• TASKS TO PERFORM:
A – Translate this sentence from the healthcare cybersecurity page into Spanish: "HIPAA regulatory compliance is top of mind for the healthcare industry."
B – Write the next part of the healthcare cybersecurity page, picking up right after its final sentence.
PAGE TEXT: Begin
Using Threat Intelligence to Protect Healthcare

Cyber attacks in the healthcare industry damage much more than reputations and bottom lines. A single ransomware attack can shut down critical care systems, creating dire consequences for patients. With the rise in this class of cyberattack, healthcare organizations are once again challenged to not only protect their patients and their data, maintain HIPAA compliance, maintain and merge old systems with new technology, protect their remote users, but protect the entire healthcare network from complete failure and lockout—resulting in loss of reputation, potential lawsuit, huge payouts, and in extreme cases, loss of life

Impact of Cyber Attacks on Healthcare

  • 93% of Healthcare Orgs Experienced a Data Breach
  • $10.9M = Average Cost of a Healthcare Data Breach
  • 385M = Number of patient records exposed since 2010

Key Risk Factors

Mounting Cyber Threats

Cyber attacks against healthcare are growing exponentially and having a devastating impact. Ransomware in particular has become a common attack facing healthcare resulting in loss of patients personal identifiable information (PII), costly financial loss, and potentially severe system lockout repercussions.

Regulatory Compliance

HIPAA regulatory compliance is top of mind for the healthcare industry. Healthcare organizations find themselves at risk for both major cyberattacks, as well as financial and criminal penalties under HIPAA regulation when they do not have the appropriate tools in place.
PAGE TEXT: End
DATA LISTING: Begin
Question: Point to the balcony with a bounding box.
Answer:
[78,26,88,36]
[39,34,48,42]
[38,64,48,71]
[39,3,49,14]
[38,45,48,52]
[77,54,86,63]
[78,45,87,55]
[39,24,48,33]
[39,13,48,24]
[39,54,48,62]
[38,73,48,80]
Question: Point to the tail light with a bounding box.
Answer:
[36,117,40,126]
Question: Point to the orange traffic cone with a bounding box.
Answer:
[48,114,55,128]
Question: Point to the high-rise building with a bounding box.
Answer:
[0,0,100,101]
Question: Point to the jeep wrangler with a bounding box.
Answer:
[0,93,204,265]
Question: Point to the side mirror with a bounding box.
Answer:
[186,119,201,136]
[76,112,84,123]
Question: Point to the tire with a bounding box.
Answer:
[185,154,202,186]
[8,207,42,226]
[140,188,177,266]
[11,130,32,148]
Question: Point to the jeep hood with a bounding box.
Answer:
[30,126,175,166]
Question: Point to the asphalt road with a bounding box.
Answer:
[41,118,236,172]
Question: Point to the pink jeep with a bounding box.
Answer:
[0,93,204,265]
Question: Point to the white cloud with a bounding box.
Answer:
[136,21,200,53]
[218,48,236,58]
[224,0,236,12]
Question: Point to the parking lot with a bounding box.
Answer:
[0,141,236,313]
DATA LISTING: End
• ANSWERS PROVIDED:
A – El cumplimiento normativo de HIPAA es una prioridad para la industria de la salud.

B –
Third-Party, IoT, and Supply Chain Weaknesses

As our healthcare networks and systems have become more interconnected, threat actors are targeting systems and networks that leverage third-party software to attack healthcare systems’ networks. To make matters worse, many healthcare devices and proprietary software needed for patient care are left unpatched and vulnerable for threat actors to exploit.

Challenges Incorporating Threat Intelligence

Proprietary Vendor Perspective

Threat Intelligence from NGFW vendors is proprietary and offers a narrow view of the threat landscape. The ability to take action on threat intelligence from multiple sources is paramount to protecting from today’s targeted attacks.

Accessing Threat Intelligence Sources

There are a plethora of threat intelligence sources including industry specific (LS-ISAO), to commercial sources (DomainTools). The ability to incorporate multiple, trusted sources and then grow as needed, is key.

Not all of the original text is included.